The answer is the set of lines that include "plaid", copied from the data below.

§ **GIVEN RECORDS**:
_ _ _ _
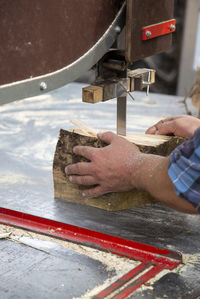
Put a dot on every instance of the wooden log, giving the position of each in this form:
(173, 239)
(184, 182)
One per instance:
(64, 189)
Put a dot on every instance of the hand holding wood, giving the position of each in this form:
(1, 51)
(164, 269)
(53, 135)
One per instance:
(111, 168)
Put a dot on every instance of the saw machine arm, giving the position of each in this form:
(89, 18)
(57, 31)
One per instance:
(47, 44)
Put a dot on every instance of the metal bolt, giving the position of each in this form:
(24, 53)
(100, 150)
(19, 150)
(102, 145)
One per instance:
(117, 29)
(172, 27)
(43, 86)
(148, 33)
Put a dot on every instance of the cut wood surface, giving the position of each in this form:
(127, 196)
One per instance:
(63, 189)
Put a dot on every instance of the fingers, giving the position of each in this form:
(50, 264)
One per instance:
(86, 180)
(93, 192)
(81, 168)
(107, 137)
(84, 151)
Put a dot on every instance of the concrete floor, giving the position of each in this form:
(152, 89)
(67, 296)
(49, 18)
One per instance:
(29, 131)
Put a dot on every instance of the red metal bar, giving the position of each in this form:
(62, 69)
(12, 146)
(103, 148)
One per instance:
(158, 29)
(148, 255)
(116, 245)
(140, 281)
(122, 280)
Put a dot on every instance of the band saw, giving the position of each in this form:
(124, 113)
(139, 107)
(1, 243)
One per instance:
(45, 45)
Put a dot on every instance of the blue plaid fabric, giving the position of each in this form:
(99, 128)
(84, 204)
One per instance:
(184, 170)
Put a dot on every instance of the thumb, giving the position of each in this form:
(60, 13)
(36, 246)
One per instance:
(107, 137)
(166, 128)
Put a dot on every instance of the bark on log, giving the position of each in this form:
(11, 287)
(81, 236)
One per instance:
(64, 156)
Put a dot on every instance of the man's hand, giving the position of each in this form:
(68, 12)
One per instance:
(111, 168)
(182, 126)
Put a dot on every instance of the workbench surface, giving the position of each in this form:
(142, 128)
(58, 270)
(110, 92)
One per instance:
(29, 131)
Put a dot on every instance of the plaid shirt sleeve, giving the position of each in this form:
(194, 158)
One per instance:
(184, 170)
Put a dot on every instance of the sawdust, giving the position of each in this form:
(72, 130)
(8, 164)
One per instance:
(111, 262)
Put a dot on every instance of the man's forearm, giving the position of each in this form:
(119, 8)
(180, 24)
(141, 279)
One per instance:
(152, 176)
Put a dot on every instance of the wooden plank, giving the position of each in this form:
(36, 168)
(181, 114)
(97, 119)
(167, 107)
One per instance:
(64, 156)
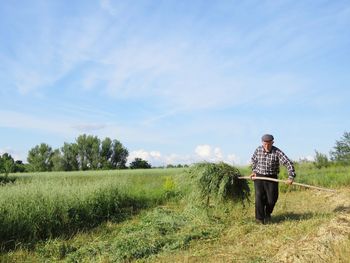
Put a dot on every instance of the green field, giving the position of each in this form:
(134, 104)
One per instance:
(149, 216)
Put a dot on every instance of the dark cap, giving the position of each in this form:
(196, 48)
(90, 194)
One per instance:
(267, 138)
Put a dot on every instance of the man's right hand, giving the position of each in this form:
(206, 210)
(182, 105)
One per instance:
_ _ _ _
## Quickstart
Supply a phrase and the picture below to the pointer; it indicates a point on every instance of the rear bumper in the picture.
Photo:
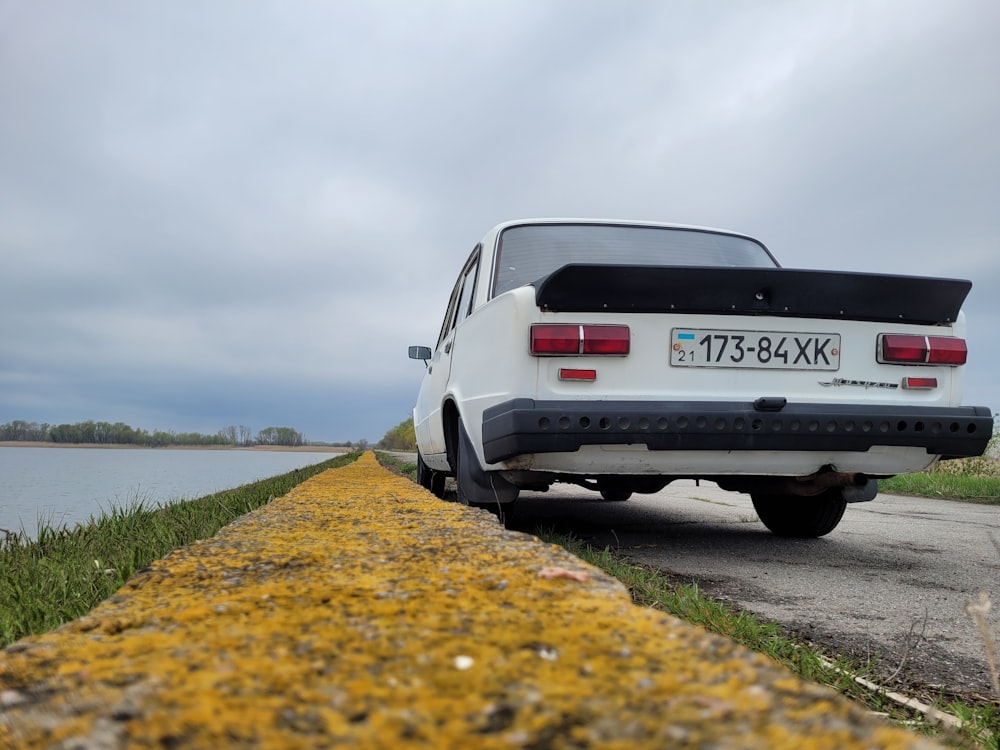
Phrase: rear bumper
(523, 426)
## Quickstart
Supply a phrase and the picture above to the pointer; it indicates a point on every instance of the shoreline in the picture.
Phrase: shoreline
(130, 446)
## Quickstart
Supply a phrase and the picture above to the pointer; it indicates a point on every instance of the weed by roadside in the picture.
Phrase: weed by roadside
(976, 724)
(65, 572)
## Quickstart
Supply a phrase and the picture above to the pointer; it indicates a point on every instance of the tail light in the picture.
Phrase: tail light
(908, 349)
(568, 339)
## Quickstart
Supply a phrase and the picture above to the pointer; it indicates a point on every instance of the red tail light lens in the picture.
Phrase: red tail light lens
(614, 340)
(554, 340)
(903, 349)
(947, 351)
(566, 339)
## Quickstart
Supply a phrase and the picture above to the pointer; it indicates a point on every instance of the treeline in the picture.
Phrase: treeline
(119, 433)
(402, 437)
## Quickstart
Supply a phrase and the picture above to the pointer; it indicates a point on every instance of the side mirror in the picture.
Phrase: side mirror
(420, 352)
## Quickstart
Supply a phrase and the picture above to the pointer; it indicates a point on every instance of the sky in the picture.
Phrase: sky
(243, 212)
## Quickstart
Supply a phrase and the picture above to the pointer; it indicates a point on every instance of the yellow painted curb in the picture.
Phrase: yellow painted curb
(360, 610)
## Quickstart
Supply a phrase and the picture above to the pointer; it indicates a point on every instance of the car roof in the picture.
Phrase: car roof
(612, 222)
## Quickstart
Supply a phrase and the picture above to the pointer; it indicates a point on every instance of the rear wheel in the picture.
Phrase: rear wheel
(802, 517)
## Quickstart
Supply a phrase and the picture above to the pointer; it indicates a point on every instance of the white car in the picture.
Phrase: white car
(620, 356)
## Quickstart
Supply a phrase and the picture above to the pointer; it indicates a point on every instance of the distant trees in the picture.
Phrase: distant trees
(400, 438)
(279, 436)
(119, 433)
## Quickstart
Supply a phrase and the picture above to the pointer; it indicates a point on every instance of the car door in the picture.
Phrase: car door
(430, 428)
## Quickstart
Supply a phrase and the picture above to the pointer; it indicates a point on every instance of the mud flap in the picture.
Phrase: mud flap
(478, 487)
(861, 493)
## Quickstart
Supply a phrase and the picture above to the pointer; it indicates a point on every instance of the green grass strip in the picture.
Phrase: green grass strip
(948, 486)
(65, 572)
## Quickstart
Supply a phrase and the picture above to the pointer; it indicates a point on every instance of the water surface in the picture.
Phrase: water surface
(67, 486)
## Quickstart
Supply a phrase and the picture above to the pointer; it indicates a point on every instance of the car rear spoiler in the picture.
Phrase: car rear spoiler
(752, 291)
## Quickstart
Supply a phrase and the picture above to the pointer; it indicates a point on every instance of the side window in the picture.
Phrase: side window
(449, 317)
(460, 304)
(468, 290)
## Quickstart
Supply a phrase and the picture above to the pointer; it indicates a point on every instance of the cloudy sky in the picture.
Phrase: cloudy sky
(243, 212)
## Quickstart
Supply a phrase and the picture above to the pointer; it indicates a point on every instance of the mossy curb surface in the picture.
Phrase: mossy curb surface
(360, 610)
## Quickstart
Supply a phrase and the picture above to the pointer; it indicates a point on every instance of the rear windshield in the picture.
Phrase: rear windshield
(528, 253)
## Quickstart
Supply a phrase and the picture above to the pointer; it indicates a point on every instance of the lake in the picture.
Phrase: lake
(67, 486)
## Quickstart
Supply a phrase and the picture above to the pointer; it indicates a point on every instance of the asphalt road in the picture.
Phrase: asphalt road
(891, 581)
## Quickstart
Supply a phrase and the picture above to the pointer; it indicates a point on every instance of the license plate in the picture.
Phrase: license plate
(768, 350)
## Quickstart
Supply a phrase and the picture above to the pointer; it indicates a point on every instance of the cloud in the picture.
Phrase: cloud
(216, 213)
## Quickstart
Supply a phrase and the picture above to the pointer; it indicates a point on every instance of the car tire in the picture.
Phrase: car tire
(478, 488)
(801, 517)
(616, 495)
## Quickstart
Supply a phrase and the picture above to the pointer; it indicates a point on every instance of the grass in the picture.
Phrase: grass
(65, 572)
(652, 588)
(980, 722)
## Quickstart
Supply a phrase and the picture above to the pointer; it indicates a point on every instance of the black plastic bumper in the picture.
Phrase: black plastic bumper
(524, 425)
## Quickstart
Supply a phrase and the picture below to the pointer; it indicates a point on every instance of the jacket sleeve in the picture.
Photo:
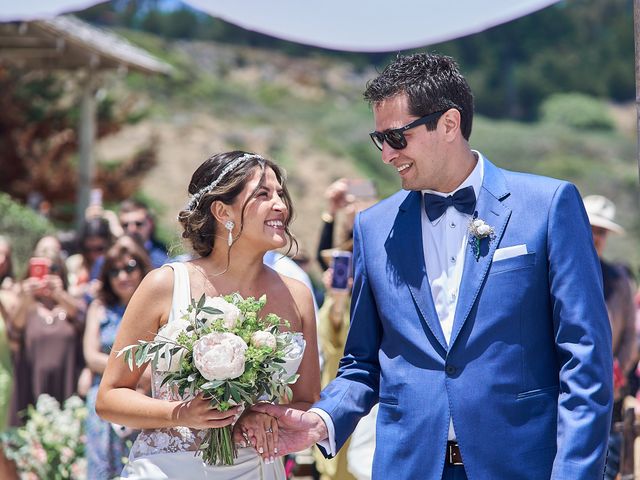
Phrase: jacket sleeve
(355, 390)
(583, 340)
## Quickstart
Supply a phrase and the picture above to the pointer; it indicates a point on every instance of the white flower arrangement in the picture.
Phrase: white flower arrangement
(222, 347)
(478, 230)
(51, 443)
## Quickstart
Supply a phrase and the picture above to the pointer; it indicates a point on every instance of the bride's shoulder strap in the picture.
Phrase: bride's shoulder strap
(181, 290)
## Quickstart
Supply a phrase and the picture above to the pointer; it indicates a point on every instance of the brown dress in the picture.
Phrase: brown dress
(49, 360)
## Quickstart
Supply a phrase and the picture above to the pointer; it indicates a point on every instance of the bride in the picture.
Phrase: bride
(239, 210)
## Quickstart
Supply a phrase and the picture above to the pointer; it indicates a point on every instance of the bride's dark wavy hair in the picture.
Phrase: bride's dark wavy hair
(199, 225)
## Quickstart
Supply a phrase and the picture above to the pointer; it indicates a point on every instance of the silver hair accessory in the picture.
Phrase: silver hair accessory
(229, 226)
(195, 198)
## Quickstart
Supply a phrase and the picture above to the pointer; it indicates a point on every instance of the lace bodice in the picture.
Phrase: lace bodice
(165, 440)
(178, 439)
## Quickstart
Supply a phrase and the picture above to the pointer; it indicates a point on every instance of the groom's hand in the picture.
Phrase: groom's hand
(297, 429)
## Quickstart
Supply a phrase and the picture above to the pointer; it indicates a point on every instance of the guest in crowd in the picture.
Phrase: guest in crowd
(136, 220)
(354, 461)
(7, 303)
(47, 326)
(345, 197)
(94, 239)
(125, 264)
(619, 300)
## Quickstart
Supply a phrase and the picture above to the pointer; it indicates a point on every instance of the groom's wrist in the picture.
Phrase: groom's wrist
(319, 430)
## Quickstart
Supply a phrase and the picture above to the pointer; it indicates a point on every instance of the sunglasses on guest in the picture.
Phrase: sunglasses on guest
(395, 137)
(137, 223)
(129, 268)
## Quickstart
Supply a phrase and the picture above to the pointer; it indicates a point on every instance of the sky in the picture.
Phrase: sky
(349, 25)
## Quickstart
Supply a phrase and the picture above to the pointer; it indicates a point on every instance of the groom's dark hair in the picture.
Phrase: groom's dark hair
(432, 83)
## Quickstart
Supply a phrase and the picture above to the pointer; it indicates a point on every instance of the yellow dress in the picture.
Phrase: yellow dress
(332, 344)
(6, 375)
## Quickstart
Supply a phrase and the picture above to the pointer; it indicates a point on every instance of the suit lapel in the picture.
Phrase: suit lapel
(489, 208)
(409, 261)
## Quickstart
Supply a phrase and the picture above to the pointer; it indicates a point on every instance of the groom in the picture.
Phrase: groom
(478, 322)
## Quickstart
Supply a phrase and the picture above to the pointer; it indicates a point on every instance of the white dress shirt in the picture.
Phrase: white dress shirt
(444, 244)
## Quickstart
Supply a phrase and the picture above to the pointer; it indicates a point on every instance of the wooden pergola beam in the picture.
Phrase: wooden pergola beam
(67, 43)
_ _ _ _
§ **FINAL ANSWER**:
Put a dot on every instance of the blue plaid fabric, giving the position of each in this form:
Put a dot on every instance of the plaid shirt sleeve, giving the position of each in this form:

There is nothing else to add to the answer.